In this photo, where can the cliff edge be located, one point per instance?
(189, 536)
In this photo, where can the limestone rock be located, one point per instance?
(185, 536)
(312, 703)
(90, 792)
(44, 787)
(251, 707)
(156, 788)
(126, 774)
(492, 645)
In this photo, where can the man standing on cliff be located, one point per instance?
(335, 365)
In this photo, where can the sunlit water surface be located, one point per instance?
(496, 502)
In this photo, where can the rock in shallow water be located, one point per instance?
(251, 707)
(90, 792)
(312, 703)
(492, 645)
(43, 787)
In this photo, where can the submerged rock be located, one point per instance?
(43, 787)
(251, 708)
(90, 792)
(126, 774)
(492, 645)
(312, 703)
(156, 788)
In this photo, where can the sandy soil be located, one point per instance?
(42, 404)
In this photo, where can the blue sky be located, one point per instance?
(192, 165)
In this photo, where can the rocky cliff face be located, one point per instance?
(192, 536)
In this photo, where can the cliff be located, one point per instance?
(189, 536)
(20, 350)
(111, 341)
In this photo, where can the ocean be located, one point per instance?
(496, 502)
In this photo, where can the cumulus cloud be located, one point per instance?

+---+

DIRECTIONS FOR THIS TASK: Render the items above as a Markdown table with a Row column holding a line number and an Item column holding that line, leaving out any blank lines.

EXERCISE RESPONSE:
| Row | Item |
|---|---|
| 1 | In this photo, where can the cliff edge be located, one point per instance? |
| 2 | (189, 536) |
| 3 | In this photo, where can the limestone rock be located, one point per instance? |
| 4 | (185, 536) |
| 5 | (312, 703) |
| 6 | (90, 792) |
| 7 | (44, 787) |
| 8 | (251, 707) |
| 9 | (156, 788) |
| 10 | (126, 774) |
| 11 | (492, 645) |
| 12 | In this photo, where can the man standing on cliff be located, one point per instance? |
| 13 | (335, 365) |
| 14 | In this photo, where can the sunlit water surface be located, one point per instance? |
| 15 | (496, 502) |
| 16 | In this photo, where can the rock in shallow water be located, one point per instance? |
| 17 | (251, 707) |
| 18 | (90, 792) |
| 19 | (312, 703) |
| 20 | (492, 645) |
| 21 | (43, 787) |
| 22 | In this photo, where can the submerged rock be located, one point per instance? |
| 23 | (43, 787) |
| 24 | (251, 708) |
| 25 | (90, 792) |
| 26 | (126, 774) |
| 27 | (492, 645) |
| 28 | (312, 703) |
| 29 | (156, 788) |
| 30 | In this photo, where can the sandy soil be located, one point per instance? |
| 31 | (42, 404) |
| 32 | In this photo, where can the blue sky be located, one point per instance? |
| 33 | (192, 165) |
| 34 | In this photo, where can the rocky cliff face be located, one point per instance? |
| 35 | (192, 536) |
| 36 | In this photo, where can the cliff be located, one point per instance? |
| 37 | (189, 536) |
| 38 | (20, 350) |
| 39 | (111, 341) |
| 40 | In this photo, where can the ocean be located, one point per instance? |
| 41 | (496, 502) |
| 42 | In this photo, where can the cumulus cloud be located, one point per instance? |